WHAT IS REQUIRED |
Locate every line below that contains the string "trunk", and copy each of those lines in full. Matching is case-sensitive.

↓↓↓

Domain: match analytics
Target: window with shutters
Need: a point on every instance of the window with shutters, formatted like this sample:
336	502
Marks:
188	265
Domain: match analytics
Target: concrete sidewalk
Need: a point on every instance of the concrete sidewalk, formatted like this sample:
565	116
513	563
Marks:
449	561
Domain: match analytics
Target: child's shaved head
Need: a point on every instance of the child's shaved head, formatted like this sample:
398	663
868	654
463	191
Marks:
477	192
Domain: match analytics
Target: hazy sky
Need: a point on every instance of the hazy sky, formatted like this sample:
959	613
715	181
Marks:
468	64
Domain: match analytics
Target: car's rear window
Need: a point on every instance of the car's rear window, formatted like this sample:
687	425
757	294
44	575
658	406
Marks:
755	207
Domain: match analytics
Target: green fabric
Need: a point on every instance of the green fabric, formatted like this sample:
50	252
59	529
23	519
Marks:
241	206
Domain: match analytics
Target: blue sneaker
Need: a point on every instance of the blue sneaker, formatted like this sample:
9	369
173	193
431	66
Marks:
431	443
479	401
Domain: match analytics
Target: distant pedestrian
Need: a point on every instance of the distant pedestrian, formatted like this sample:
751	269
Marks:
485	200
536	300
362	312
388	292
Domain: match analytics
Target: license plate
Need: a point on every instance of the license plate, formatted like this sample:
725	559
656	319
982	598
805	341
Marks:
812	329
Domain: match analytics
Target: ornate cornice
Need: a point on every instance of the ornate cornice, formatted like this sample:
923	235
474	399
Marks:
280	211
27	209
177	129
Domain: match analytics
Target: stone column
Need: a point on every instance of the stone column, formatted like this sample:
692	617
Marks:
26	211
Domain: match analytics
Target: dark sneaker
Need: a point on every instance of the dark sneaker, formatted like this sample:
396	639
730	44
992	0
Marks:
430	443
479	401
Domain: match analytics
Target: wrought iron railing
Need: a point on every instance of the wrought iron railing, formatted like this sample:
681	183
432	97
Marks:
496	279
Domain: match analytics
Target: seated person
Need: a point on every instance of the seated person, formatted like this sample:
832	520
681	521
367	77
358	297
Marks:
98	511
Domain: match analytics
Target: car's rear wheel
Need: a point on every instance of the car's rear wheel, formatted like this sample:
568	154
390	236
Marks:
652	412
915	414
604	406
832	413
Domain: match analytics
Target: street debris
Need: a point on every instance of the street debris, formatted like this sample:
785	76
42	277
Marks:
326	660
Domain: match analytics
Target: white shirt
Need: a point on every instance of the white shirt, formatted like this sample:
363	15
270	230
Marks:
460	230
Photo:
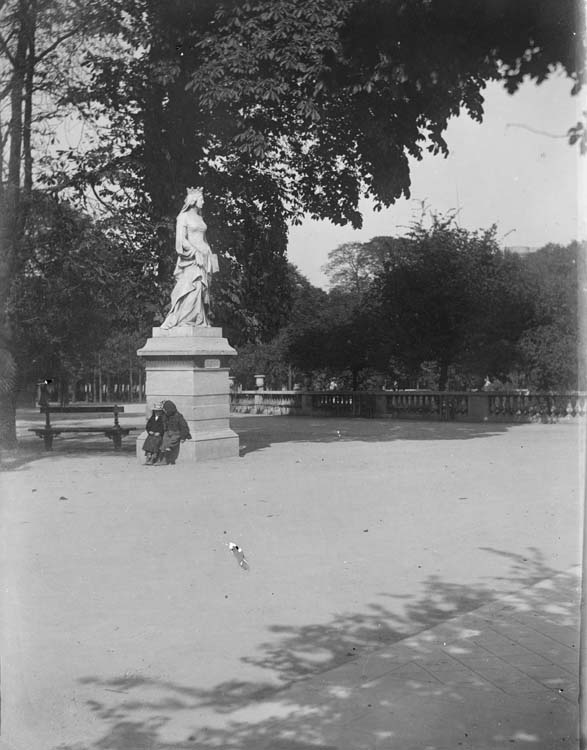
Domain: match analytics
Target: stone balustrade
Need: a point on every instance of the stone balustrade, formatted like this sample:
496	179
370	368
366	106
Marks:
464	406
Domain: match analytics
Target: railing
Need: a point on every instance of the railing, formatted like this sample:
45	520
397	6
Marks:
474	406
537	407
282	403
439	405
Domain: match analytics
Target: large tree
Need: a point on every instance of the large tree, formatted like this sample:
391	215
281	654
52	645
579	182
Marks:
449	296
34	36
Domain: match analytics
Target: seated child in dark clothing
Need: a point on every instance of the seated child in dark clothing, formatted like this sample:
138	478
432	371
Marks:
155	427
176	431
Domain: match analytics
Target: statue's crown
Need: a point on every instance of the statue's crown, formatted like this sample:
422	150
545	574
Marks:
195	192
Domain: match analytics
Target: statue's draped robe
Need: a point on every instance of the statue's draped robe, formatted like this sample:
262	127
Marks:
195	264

↑↑↑
↓↓↓

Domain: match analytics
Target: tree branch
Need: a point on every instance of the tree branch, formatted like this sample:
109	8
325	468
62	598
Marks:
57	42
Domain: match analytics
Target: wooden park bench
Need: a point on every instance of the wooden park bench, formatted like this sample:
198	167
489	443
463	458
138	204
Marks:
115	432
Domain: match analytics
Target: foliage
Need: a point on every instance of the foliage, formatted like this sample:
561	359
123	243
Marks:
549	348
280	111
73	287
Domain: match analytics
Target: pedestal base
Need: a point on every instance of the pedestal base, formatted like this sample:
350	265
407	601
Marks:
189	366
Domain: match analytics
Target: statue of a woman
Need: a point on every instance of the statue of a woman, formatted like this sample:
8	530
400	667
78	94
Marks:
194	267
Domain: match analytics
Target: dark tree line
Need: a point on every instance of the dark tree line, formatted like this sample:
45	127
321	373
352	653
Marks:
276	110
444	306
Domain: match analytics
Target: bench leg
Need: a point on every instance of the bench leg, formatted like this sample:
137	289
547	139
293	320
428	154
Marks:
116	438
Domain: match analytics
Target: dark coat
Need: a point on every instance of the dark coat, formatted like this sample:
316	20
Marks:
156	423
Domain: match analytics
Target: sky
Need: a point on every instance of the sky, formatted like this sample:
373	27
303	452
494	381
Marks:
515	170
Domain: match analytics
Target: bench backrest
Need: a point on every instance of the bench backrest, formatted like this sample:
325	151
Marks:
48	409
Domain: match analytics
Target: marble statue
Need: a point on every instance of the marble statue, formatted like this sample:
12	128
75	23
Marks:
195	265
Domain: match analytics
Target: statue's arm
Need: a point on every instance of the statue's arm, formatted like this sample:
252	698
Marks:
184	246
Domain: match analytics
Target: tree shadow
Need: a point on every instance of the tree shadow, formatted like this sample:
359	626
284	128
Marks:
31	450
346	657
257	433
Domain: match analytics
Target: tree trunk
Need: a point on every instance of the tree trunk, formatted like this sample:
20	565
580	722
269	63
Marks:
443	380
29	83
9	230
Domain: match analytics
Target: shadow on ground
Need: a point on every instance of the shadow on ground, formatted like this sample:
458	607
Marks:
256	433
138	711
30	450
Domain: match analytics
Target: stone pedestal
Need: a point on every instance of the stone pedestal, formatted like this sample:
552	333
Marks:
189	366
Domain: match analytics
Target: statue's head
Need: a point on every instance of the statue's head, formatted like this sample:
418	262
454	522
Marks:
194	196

↑↑↑
↓↓↓

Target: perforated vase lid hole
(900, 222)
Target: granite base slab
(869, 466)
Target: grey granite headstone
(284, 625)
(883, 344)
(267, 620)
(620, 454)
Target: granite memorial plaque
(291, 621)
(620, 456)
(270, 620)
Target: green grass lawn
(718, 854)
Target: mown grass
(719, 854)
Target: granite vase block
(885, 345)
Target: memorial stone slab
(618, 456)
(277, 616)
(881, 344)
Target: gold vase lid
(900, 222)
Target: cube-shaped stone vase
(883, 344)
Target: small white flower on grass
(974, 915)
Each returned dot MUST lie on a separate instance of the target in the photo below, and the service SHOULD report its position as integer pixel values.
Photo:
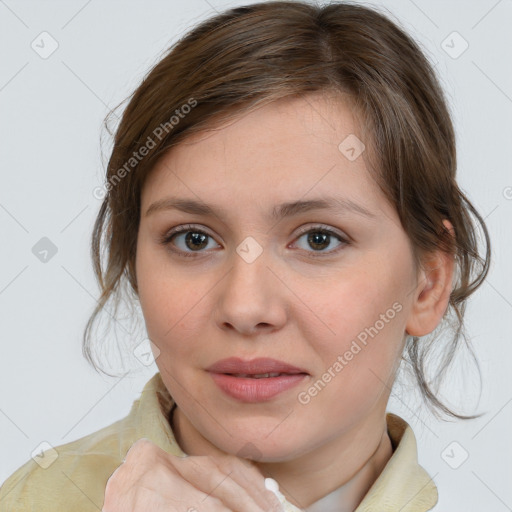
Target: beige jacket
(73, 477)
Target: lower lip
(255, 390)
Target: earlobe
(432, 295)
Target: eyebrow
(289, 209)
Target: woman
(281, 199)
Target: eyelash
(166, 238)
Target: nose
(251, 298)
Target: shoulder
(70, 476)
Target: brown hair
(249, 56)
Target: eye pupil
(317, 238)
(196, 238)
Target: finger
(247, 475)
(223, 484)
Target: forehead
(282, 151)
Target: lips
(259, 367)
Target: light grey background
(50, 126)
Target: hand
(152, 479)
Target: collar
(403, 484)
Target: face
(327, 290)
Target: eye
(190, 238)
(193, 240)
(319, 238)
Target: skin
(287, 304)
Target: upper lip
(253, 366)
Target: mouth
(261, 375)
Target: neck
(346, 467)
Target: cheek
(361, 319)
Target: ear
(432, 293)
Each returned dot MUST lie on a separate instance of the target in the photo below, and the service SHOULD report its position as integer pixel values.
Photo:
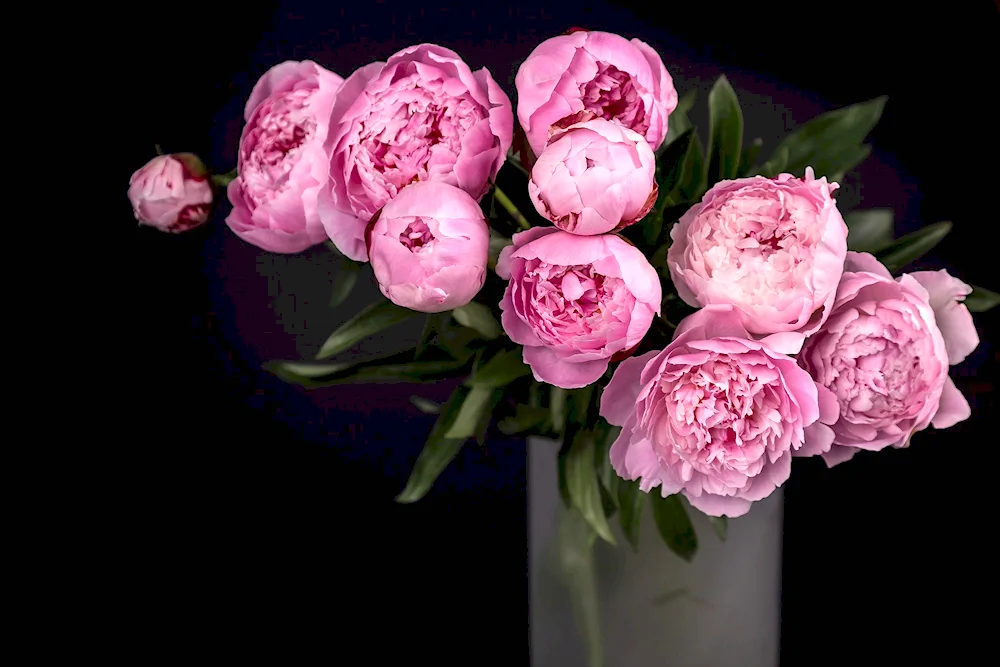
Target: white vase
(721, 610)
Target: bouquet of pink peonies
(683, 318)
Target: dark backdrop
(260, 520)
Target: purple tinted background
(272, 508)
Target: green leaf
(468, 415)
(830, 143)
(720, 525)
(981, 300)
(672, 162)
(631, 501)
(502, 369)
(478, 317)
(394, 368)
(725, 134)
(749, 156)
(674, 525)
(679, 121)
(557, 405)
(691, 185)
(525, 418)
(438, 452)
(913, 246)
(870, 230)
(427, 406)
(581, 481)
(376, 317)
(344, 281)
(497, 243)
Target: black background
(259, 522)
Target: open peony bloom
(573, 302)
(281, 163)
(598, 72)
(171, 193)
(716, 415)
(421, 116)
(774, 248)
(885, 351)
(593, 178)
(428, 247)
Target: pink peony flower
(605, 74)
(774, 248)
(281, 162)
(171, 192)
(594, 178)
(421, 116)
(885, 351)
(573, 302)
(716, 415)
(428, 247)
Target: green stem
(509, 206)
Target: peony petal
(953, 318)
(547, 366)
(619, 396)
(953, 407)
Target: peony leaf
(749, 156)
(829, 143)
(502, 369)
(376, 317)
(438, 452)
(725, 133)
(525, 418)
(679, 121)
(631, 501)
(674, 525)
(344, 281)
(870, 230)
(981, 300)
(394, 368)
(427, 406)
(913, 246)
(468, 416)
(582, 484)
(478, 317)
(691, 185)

↑↑↑

FINAL ANSWER |
Target: tree trunk
Need: a point on every instance of the tree trunk, formatted like this sample:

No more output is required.